ASSIGNMENT
Every line with "large" in it should be copied from the data.

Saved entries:

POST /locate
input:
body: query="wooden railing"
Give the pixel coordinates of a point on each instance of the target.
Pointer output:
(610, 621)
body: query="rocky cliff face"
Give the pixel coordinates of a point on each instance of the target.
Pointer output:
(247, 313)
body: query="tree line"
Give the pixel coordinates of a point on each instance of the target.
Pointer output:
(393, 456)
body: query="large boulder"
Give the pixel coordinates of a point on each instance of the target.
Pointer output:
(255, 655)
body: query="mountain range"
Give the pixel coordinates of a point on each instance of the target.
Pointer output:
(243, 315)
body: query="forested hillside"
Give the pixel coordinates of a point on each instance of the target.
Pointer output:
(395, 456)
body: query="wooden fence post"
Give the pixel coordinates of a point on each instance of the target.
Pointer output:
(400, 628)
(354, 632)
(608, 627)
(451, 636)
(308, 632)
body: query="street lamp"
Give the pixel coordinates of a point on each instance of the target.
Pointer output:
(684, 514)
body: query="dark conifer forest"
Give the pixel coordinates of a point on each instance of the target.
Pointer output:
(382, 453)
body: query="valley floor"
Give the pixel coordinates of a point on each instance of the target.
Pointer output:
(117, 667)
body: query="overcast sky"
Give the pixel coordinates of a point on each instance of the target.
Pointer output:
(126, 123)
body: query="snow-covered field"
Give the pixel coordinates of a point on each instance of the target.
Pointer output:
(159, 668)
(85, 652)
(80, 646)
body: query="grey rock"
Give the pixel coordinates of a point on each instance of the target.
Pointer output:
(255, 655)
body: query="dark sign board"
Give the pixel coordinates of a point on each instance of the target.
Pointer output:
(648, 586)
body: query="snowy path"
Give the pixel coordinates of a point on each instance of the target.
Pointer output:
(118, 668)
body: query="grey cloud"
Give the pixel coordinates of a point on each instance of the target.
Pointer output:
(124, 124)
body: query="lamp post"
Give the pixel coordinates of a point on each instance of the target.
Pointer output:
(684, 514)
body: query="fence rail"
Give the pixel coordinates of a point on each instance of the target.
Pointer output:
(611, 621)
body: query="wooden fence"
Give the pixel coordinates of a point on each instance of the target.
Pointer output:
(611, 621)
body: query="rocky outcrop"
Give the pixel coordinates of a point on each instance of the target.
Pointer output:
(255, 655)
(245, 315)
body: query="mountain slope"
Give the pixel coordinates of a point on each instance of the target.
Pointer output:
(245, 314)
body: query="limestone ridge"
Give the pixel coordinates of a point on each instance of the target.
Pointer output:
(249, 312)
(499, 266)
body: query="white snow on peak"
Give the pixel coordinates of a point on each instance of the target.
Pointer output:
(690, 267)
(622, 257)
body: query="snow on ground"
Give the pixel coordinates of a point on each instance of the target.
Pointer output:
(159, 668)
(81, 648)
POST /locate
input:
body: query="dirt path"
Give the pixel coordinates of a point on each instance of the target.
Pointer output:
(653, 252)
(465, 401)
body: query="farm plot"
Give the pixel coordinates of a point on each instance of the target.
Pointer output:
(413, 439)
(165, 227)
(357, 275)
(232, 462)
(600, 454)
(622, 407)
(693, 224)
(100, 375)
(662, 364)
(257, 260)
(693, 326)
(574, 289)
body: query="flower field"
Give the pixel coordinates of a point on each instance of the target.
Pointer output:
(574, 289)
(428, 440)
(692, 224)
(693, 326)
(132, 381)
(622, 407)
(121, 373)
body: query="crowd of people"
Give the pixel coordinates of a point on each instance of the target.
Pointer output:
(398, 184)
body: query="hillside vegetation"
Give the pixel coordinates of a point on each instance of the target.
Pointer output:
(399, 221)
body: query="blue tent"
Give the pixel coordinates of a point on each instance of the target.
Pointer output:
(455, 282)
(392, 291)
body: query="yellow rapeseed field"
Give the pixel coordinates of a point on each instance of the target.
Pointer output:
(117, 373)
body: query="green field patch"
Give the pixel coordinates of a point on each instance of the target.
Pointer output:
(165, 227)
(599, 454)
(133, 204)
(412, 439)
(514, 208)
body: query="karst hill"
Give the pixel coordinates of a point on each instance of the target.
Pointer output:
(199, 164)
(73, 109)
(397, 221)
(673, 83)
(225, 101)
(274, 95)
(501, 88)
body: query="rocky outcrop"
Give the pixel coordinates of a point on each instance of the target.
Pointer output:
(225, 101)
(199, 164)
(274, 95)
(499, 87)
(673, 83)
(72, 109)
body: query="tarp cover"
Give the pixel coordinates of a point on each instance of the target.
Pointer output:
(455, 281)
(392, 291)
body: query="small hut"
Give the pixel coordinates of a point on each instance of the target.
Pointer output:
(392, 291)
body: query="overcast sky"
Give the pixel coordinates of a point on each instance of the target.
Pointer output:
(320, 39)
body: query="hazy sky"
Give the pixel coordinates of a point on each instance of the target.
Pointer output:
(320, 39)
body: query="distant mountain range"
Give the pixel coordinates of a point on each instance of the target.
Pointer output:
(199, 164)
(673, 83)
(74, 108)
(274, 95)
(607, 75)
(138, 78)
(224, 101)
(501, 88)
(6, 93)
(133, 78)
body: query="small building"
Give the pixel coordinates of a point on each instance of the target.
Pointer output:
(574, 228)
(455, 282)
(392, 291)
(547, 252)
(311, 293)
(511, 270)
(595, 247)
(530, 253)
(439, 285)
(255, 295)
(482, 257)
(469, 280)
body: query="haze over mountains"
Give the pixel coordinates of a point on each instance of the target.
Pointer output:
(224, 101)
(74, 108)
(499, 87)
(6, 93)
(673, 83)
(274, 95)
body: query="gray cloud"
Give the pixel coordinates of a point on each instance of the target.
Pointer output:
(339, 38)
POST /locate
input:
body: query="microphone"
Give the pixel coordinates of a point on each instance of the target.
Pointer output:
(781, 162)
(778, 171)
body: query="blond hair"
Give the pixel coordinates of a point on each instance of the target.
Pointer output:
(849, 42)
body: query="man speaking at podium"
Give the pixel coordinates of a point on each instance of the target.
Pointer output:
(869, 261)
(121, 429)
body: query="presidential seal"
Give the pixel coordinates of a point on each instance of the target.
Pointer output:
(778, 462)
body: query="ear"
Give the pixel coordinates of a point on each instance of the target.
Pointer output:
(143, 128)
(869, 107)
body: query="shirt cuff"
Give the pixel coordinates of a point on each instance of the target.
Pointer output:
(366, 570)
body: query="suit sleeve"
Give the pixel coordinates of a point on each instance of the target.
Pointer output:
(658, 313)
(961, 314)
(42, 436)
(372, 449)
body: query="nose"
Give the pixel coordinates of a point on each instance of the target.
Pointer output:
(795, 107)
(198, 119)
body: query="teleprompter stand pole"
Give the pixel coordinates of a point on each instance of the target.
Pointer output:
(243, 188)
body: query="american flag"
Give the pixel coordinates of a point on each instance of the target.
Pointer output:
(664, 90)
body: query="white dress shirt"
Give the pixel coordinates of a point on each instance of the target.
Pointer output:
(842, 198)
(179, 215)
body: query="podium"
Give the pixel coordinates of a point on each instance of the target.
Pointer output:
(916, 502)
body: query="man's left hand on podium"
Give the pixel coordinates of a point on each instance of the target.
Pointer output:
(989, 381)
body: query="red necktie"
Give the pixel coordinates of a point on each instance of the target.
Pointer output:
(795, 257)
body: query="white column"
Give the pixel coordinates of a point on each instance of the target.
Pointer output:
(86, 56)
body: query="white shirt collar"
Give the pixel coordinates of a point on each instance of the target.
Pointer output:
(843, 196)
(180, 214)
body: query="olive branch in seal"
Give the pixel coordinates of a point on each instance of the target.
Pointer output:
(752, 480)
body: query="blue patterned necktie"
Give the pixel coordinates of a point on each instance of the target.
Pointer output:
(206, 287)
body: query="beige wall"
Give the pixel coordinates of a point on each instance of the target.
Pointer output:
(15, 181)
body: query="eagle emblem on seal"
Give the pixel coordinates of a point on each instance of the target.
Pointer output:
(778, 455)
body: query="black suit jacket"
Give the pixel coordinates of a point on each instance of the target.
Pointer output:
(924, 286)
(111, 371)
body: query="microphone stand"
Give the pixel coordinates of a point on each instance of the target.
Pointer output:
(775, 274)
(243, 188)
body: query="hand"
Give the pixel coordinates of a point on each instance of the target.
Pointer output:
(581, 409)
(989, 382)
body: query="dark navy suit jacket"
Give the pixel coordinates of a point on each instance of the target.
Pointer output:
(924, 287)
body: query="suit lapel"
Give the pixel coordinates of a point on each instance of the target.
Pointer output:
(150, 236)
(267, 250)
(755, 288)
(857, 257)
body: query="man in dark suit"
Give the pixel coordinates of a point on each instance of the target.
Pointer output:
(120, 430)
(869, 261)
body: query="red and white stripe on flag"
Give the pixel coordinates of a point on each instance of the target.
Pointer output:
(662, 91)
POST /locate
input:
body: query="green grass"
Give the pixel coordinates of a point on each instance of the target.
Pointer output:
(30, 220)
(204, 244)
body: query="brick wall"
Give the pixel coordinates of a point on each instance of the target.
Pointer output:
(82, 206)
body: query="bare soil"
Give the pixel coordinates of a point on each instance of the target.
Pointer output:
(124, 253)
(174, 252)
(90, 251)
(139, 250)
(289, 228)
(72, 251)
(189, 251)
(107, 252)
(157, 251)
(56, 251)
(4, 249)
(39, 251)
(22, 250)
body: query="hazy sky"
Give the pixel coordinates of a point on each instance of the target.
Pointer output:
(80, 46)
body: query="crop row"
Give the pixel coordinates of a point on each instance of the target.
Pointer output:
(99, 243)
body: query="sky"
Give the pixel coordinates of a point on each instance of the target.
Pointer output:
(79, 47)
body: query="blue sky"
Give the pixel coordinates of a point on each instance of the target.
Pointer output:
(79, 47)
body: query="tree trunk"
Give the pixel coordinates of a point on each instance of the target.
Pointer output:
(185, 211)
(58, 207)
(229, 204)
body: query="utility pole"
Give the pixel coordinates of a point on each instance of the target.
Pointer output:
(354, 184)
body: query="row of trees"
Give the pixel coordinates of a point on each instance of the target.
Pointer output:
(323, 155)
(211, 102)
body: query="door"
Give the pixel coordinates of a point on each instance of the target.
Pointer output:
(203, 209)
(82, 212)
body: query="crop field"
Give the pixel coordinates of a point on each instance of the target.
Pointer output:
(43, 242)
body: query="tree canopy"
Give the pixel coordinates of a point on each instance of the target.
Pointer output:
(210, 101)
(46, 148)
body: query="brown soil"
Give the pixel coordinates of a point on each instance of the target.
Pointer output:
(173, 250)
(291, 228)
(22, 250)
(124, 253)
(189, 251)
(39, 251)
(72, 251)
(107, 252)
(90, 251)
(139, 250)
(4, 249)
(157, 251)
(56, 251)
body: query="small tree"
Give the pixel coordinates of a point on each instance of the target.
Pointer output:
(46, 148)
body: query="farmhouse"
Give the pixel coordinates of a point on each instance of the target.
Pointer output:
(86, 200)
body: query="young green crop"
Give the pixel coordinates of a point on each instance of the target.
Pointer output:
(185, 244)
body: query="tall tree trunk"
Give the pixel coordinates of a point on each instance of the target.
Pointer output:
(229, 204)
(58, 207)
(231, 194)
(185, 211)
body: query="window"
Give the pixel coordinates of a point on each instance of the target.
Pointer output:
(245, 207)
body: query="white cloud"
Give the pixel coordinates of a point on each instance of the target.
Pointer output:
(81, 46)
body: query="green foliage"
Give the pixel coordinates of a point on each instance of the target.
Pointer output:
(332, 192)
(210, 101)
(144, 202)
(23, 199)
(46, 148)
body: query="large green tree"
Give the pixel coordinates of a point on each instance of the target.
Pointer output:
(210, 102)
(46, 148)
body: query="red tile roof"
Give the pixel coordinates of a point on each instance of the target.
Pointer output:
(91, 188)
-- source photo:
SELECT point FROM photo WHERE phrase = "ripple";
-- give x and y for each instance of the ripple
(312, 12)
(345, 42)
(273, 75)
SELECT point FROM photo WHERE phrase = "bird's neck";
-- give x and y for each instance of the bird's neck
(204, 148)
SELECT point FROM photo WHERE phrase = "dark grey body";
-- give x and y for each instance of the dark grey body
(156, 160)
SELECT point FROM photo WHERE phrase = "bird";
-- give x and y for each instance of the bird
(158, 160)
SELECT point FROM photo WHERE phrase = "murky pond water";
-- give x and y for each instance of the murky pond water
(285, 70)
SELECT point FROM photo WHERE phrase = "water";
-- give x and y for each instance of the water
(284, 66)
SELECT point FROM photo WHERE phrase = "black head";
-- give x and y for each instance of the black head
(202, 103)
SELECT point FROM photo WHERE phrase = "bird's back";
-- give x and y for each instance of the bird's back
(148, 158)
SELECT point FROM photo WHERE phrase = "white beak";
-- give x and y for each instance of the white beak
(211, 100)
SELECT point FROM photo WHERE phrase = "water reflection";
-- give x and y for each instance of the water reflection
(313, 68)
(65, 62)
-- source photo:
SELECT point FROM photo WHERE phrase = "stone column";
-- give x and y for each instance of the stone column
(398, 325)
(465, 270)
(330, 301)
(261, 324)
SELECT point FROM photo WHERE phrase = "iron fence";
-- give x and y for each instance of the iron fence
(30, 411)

SOLUTION FOR THIS TASK
body: query="large boulder"
body: query="large green tree"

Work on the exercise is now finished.